(Object position labeling data)
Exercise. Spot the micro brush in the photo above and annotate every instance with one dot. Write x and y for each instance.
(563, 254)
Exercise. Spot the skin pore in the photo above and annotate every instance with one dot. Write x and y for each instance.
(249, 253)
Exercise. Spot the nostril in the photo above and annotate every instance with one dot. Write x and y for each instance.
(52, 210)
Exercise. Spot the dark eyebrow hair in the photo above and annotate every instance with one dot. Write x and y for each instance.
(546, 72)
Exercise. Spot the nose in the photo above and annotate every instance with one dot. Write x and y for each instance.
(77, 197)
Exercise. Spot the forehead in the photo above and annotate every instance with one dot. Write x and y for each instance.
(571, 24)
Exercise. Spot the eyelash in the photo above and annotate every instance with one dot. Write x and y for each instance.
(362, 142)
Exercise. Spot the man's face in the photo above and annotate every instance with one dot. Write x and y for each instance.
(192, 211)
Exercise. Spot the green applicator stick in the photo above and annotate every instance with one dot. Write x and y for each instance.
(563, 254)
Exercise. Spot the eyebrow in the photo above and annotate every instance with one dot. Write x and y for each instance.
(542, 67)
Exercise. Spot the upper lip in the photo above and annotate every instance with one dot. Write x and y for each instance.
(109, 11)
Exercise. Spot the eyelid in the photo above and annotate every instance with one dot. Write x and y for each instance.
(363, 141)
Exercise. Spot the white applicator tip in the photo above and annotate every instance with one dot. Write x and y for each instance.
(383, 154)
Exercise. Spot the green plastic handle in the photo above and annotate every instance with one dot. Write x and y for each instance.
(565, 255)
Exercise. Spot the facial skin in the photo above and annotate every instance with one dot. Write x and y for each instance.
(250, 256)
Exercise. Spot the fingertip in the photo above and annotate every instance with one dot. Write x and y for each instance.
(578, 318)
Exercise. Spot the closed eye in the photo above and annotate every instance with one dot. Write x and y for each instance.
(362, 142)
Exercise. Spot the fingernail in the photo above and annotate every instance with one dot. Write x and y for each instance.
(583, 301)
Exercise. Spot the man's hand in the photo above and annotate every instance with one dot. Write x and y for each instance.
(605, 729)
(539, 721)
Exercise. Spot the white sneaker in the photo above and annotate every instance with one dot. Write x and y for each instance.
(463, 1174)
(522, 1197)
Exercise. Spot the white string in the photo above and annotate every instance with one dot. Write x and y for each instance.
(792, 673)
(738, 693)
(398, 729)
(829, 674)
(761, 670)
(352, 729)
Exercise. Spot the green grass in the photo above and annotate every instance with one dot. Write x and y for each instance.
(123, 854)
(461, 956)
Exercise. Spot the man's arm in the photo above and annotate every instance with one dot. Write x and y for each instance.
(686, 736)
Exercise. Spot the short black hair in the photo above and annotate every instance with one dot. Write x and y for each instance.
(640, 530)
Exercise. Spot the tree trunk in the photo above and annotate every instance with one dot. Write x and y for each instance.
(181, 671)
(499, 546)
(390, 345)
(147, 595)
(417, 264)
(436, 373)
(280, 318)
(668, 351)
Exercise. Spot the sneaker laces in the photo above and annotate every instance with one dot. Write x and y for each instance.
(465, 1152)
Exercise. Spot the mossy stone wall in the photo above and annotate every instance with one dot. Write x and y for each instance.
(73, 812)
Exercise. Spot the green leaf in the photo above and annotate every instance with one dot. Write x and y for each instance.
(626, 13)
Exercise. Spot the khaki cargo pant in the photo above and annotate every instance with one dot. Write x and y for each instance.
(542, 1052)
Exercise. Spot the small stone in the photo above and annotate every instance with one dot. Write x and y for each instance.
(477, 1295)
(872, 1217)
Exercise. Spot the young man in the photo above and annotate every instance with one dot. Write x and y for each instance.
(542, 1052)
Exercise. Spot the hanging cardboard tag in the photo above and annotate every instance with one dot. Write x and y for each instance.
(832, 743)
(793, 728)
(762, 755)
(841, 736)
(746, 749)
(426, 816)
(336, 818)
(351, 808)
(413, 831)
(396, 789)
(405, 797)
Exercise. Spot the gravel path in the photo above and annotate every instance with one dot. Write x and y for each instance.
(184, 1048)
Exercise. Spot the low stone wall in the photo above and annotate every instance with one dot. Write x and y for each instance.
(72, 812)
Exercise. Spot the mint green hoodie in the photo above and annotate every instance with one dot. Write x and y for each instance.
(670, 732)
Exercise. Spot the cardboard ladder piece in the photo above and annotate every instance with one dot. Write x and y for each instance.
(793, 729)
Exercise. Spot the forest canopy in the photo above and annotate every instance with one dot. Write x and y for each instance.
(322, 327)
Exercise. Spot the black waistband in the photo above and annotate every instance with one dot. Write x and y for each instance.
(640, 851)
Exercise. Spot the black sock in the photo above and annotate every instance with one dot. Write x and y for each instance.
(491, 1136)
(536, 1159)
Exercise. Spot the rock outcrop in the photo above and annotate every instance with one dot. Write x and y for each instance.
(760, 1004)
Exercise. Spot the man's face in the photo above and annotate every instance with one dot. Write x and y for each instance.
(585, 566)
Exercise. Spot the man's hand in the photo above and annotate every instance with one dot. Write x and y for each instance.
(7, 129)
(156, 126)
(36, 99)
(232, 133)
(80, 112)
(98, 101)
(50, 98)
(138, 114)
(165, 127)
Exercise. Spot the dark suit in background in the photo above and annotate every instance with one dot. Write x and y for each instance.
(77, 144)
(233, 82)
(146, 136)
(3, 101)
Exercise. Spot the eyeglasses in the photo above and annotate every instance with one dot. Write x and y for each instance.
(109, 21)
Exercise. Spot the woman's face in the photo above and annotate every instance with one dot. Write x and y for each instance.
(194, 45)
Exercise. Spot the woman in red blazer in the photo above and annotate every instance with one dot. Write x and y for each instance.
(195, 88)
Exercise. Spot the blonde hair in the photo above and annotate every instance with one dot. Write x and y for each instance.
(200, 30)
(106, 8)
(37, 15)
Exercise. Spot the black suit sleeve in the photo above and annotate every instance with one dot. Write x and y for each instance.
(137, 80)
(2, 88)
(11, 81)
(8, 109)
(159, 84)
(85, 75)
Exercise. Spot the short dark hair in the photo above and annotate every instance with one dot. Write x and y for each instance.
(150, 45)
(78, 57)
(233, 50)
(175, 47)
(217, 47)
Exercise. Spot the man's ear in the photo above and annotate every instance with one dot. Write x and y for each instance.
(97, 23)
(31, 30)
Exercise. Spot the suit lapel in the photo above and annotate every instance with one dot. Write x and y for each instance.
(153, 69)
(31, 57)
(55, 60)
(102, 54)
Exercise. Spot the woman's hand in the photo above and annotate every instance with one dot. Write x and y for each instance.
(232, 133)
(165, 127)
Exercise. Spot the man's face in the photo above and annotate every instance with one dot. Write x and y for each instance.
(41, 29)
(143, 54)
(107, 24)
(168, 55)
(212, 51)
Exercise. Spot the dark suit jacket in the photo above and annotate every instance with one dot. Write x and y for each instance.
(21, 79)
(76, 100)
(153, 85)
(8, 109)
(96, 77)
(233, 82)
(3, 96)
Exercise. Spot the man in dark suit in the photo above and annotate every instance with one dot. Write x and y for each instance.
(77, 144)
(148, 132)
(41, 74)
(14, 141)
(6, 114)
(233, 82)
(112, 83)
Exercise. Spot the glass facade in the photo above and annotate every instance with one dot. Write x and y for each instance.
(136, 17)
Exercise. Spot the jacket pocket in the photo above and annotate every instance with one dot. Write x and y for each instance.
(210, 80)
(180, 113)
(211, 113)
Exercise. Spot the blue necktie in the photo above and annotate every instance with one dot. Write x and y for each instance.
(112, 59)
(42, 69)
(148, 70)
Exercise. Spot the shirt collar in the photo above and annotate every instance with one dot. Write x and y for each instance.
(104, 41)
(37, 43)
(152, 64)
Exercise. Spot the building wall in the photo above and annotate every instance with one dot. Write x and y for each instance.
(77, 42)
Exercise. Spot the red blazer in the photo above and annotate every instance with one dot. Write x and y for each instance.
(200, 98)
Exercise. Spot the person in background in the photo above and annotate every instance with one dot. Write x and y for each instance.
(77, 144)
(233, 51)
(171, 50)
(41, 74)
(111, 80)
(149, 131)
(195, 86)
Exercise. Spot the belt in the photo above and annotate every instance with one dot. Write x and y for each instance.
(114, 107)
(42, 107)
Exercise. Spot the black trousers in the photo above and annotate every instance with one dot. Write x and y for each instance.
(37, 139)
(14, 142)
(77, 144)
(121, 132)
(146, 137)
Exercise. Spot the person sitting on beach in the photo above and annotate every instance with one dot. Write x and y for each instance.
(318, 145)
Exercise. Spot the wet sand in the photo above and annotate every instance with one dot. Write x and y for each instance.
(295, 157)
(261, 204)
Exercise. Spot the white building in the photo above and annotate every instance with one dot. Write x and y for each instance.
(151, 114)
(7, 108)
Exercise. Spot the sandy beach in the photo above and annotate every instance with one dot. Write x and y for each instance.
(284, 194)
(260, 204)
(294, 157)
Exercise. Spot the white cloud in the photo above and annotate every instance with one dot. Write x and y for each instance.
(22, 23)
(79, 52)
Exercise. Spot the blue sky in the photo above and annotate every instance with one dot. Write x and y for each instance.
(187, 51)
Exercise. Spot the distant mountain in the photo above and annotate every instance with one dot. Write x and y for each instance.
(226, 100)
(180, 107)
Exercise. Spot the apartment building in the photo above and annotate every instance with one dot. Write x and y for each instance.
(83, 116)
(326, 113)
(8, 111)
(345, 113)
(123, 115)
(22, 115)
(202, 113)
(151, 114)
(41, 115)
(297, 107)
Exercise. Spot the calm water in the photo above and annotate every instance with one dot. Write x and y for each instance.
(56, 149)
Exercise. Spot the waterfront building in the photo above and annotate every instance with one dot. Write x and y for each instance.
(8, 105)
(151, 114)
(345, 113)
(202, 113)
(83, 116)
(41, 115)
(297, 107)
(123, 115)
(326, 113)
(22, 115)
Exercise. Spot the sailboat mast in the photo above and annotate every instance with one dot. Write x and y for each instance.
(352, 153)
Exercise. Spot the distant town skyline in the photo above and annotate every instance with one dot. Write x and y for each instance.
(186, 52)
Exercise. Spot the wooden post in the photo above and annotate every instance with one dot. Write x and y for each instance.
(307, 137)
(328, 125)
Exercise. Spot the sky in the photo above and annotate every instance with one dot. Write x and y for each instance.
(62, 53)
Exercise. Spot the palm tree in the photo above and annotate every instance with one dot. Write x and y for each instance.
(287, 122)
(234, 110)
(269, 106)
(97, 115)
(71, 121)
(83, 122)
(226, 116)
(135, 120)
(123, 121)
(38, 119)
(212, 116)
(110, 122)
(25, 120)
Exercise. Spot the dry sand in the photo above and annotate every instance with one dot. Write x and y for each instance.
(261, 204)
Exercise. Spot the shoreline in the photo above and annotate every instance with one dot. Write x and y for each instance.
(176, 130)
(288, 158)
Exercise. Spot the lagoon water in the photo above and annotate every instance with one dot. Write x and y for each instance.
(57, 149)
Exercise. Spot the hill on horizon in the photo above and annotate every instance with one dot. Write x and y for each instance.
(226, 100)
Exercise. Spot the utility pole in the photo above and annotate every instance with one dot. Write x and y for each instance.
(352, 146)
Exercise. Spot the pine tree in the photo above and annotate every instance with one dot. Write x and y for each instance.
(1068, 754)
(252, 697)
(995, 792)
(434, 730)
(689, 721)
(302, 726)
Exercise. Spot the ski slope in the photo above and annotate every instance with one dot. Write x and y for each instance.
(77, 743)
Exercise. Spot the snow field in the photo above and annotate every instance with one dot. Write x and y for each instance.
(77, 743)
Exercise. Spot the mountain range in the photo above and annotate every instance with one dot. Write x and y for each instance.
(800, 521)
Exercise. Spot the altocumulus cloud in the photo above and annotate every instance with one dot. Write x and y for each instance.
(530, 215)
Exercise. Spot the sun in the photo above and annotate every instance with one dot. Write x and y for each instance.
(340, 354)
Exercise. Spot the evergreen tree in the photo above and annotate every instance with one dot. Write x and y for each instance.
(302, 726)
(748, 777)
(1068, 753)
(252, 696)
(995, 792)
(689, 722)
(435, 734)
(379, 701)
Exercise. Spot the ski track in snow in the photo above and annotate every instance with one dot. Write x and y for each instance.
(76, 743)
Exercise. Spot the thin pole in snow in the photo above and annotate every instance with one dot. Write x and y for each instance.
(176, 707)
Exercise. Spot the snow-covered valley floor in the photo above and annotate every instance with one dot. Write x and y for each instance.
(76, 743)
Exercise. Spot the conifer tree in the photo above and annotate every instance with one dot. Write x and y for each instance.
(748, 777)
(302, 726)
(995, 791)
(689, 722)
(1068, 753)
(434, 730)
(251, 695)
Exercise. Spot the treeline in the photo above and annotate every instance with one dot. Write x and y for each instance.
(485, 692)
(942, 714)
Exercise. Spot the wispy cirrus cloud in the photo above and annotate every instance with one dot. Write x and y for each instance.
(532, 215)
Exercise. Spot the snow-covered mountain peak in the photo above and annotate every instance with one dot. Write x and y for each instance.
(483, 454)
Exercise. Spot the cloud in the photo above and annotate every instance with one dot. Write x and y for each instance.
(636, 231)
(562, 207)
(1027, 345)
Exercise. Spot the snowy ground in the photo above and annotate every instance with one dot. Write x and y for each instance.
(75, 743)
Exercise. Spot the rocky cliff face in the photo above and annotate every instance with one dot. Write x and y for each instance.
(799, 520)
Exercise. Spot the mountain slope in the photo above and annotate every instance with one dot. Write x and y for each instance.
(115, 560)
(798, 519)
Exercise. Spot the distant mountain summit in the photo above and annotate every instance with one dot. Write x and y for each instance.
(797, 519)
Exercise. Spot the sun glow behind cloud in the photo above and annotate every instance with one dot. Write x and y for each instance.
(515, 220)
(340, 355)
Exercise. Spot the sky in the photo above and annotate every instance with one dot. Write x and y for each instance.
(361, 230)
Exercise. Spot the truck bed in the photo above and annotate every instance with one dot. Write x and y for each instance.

◆ **What you will do**
Begin at the line that has "Exercise. Spot the wispy" and stop after the last line of the data. Write those lines out again, switching "annotate" to "mark" and leaving everything else unchanged.

◆ **Result of this task**
Exercise. Spot the wispy cirrus cloud in the photo above and mark every instance with one dot. Write x and y for each instance.
(532, 215)
Exercise. Spot the snow-covered mountain peak in the photo above and mark every instance with one dot. Write x and y for each instance.
(483, 454)
Exercise. Spot the cloud in the photo above and mark every instance with one dot. Write x and y for each instance.
(636, 231)
(562, 207)
(1027, 345)
Exercise. Spot the snowy ground in the photo above and mark every instance with one dot. Write x and y for each instance.
(75, 743)
Exercise. Spot the rocky cliff face in the photo above and mark every instance with one dot. Write x and y for each instance.
(799, 520)
Exercise. Spot the mountain slope in the photo above and mark every instance with one dot. Write x and y for each instance.
(115, 560)
(798, 519)
Exercise. Spot the distant mountain summit in the photo above and mark every instance with one dot. Write x and y for each instance.
(797, 519)
Exercise. Spot the sun glow behind cloud in the photo above and mark every instance with one dot. Write x and y for each instance.
(515, 220)
(340, 355)
Exercise. Spot the sky in the photo above and mark every instance with one dot. Write x and y for each instance.
(361, 230)
Exercise. Spot the truck bed in the photo above and mark every instance with one dot. Write x and y for each instance.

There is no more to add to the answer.